==== MATERIAL PROVIDED
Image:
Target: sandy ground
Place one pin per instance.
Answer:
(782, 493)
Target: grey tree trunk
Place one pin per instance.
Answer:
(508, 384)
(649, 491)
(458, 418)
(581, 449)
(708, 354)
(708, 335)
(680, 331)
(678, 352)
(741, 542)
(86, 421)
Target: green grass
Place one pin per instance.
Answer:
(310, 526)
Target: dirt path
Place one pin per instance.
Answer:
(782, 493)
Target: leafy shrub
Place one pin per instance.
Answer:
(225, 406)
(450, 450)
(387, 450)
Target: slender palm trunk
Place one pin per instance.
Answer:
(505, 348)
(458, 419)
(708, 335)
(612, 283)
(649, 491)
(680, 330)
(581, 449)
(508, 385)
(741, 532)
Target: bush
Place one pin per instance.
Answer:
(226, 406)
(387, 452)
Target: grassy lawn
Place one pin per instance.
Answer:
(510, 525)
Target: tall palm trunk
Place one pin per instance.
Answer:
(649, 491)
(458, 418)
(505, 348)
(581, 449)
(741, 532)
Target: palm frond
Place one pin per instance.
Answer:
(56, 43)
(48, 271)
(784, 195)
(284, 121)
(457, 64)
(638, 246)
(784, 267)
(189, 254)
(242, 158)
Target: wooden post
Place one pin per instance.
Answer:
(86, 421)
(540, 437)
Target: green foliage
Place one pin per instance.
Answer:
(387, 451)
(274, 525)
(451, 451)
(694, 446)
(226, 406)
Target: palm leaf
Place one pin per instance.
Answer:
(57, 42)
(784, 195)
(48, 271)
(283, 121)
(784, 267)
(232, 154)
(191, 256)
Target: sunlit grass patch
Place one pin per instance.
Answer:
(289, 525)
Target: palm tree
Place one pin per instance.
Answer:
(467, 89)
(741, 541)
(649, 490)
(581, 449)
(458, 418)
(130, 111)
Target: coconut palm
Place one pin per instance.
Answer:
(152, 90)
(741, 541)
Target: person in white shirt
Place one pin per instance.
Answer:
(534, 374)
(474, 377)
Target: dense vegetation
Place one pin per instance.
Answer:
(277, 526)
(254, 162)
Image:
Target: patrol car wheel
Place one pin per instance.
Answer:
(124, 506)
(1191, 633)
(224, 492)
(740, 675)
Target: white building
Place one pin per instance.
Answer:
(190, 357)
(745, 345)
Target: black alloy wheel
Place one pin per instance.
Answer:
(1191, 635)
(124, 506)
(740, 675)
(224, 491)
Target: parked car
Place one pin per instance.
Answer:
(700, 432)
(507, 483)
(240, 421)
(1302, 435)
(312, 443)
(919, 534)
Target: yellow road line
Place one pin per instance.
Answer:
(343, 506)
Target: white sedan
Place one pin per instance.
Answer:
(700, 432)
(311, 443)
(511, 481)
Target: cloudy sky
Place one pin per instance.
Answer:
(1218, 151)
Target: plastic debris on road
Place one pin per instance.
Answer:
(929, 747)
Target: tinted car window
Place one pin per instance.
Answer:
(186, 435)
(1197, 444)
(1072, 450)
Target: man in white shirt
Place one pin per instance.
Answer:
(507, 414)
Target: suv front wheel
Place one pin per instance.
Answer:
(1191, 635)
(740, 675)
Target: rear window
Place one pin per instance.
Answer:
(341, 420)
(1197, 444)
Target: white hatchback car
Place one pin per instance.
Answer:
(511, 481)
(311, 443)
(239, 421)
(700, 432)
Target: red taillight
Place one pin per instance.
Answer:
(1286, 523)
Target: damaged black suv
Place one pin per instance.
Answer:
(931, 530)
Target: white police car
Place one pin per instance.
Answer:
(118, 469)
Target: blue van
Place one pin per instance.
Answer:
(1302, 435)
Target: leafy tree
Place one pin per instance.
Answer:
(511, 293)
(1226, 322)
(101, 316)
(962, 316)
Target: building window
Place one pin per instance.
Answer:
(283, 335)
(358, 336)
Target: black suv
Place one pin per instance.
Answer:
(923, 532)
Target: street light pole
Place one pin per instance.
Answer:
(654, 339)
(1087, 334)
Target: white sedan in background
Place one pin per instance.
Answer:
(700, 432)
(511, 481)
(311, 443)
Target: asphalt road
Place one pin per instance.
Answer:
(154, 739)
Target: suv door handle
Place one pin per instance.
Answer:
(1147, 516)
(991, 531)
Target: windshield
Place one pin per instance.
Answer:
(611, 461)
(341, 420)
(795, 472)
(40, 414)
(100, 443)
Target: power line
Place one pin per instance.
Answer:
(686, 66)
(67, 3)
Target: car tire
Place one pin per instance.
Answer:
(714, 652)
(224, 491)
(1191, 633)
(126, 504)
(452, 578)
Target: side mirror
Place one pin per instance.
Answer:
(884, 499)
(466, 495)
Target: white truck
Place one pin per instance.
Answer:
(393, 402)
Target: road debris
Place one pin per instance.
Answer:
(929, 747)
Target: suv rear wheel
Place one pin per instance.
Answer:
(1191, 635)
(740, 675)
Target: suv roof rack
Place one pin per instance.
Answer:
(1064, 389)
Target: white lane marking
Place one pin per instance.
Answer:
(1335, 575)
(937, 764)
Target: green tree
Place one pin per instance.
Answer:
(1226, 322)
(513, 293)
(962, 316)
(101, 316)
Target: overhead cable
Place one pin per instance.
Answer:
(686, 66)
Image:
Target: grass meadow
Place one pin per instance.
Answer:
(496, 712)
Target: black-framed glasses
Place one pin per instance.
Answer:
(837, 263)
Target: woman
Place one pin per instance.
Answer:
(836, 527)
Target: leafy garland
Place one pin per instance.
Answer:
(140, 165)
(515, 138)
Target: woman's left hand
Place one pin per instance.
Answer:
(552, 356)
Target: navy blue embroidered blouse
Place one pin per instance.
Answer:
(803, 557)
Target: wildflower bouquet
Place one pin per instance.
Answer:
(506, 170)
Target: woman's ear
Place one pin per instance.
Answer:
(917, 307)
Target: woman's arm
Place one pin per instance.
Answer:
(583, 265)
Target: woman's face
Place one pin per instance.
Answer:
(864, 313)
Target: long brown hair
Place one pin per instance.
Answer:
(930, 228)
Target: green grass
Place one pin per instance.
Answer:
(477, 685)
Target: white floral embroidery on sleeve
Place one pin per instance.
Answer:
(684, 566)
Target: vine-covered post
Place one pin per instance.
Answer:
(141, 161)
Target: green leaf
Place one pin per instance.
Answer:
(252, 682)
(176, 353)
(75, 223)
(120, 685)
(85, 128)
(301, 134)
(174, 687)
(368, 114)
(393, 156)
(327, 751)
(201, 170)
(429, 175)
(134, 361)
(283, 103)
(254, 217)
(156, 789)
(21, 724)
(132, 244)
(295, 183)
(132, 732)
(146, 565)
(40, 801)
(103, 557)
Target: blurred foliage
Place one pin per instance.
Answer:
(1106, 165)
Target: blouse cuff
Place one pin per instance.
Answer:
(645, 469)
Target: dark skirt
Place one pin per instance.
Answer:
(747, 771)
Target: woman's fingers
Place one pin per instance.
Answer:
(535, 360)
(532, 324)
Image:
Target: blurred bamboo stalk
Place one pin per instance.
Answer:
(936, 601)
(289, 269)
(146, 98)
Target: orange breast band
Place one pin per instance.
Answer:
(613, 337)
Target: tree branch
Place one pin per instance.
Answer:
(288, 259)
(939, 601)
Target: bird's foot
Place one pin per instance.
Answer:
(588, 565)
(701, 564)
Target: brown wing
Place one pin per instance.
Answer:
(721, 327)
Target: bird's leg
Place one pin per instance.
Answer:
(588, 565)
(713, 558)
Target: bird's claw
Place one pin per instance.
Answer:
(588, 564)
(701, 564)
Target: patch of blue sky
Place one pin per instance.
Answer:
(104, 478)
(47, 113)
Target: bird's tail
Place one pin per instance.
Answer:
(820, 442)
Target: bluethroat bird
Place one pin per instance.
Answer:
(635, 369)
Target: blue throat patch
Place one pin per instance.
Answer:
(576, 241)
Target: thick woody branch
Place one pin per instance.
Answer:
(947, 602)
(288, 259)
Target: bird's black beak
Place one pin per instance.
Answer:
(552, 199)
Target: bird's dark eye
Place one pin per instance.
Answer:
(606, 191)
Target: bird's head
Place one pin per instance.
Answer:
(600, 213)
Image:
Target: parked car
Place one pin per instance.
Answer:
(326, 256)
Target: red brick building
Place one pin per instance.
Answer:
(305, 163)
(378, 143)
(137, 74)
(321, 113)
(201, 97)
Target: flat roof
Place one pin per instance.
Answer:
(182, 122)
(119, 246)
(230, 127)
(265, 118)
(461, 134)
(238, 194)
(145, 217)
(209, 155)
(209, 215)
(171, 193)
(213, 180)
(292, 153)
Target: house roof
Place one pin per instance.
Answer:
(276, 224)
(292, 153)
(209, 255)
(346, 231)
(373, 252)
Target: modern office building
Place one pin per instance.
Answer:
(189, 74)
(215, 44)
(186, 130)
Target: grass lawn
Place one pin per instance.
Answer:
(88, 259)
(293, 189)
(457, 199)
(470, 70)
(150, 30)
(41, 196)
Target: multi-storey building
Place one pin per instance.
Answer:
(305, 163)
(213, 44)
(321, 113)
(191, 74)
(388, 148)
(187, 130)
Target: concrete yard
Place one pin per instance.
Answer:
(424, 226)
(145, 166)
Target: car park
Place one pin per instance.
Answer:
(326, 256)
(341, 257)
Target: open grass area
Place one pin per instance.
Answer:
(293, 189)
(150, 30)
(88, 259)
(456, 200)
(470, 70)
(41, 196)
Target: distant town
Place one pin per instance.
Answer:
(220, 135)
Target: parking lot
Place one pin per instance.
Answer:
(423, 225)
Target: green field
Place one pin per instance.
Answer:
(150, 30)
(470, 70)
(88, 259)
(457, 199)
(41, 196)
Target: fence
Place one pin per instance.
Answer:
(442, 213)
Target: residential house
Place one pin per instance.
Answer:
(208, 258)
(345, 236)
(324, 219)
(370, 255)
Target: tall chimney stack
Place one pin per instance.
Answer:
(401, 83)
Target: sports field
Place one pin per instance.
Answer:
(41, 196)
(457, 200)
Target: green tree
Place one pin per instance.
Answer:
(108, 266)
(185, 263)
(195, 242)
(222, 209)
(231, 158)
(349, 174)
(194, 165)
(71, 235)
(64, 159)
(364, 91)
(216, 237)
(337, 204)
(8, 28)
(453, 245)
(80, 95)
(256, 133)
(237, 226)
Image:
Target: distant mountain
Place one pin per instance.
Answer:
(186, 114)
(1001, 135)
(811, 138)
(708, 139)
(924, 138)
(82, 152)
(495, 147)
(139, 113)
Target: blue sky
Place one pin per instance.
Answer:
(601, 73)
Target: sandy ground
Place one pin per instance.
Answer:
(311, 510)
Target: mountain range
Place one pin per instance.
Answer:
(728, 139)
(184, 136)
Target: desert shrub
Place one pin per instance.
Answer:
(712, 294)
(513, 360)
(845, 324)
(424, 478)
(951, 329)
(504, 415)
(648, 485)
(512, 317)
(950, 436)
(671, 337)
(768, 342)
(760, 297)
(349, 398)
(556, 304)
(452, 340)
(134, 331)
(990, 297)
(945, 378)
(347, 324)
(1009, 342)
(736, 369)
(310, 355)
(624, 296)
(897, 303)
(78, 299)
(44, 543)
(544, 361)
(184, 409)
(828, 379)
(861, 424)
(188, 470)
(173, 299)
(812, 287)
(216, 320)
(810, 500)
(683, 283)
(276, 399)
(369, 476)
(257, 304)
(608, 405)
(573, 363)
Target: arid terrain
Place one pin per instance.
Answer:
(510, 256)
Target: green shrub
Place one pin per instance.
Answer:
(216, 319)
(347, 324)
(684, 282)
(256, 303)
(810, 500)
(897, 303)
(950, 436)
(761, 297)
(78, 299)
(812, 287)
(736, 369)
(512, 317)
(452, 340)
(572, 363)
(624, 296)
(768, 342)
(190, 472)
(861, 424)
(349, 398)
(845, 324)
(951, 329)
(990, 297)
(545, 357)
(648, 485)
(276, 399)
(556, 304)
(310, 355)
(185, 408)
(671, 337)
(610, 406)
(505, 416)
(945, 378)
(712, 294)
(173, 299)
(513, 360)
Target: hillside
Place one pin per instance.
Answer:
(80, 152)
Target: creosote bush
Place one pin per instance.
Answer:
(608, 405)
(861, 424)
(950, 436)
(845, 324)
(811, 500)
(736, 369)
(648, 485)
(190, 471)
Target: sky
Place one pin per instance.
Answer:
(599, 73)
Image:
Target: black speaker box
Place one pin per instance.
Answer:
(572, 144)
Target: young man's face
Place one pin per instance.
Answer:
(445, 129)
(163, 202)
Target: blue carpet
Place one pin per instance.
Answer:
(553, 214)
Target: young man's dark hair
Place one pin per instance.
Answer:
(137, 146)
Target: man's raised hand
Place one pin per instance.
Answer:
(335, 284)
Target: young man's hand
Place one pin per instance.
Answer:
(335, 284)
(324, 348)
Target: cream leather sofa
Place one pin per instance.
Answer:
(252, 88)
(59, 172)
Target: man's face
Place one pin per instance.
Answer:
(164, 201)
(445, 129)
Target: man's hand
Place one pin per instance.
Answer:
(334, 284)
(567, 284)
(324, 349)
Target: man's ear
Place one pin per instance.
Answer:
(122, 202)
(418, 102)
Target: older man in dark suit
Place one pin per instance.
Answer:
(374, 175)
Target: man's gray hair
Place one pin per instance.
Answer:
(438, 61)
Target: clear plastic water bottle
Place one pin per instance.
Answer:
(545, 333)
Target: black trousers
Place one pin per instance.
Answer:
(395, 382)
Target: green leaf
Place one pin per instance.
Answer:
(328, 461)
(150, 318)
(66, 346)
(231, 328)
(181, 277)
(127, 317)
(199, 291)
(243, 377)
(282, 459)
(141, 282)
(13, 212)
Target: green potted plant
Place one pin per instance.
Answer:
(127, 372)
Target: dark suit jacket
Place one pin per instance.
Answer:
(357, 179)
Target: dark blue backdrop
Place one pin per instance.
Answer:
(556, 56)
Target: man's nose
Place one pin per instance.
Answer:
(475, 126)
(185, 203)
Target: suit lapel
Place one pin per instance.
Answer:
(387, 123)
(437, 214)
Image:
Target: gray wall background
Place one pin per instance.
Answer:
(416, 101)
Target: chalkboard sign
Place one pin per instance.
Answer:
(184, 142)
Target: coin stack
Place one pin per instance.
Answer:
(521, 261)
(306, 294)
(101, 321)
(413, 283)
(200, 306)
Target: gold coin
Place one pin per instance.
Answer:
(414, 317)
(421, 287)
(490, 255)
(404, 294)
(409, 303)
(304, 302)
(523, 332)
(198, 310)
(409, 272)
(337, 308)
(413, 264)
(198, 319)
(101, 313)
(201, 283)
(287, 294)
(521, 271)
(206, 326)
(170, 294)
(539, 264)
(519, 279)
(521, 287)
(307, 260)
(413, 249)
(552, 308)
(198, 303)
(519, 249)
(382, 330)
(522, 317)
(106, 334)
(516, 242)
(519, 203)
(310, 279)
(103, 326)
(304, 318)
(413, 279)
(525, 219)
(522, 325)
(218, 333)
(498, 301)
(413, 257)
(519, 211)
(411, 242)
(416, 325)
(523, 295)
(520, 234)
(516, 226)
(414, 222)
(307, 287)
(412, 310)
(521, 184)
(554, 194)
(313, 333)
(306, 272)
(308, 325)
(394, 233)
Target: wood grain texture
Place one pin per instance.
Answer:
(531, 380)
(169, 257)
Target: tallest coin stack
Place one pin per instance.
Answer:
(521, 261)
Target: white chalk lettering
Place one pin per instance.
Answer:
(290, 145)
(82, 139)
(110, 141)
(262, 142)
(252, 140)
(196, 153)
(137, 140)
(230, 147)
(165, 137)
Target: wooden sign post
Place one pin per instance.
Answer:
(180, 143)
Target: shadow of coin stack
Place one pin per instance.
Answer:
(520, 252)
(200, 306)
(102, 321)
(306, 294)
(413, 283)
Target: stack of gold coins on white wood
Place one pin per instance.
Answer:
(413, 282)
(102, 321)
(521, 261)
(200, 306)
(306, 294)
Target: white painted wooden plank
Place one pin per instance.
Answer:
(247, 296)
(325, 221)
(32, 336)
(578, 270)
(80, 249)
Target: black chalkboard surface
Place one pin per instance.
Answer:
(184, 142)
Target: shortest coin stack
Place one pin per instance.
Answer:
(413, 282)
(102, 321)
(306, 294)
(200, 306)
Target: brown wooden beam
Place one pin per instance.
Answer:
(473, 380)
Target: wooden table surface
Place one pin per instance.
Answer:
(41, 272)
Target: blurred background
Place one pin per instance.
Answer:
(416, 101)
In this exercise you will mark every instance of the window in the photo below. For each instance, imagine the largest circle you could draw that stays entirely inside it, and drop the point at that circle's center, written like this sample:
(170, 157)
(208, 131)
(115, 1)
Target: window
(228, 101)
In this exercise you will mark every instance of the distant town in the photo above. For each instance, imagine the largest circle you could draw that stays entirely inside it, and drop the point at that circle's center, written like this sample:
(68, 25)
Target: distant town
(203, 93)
========
*YOUR GOAL*.
Each line from the one with "Target: black chalkboard surface" through the last line of the records must be written out word for word. Include nothing else.

*WRITTEN RESPONSE*.
Target: black chalkboard surface
Place one pin per instance.
Answer:
(184, 142)
Target: shortest coin stack
Place one pin per instance.
Answer:
(413, 282)
(102, 321)
(306, 294)
(200, 306)
Target: brown wooden beam
Place one pin per instance.
Answer:
(473, 380)
Target: wooden table surface
Place one pin per instance.
Answer:
(41, 272)
Target: blurred background
Place one pin per instance.
Answer:
(416, 101)
In this exercise you will mark every instance of the window in the photo below. For each instance, imagine the largest circle you could draw that stays entirely inside it, and drop the point at that circle's center, written like this sample:
(170, 157)
(208, 131)
(115, 1)
Target: window
(228, 101)
In this exercise you will mark every instance of the distant town in the photo above. For each instance, imagine the largest circle you could draw that stays entirely inside it, and drop the point at that circle's center, written like this sample:
(68, 25)
Target: distant town
(203, 93)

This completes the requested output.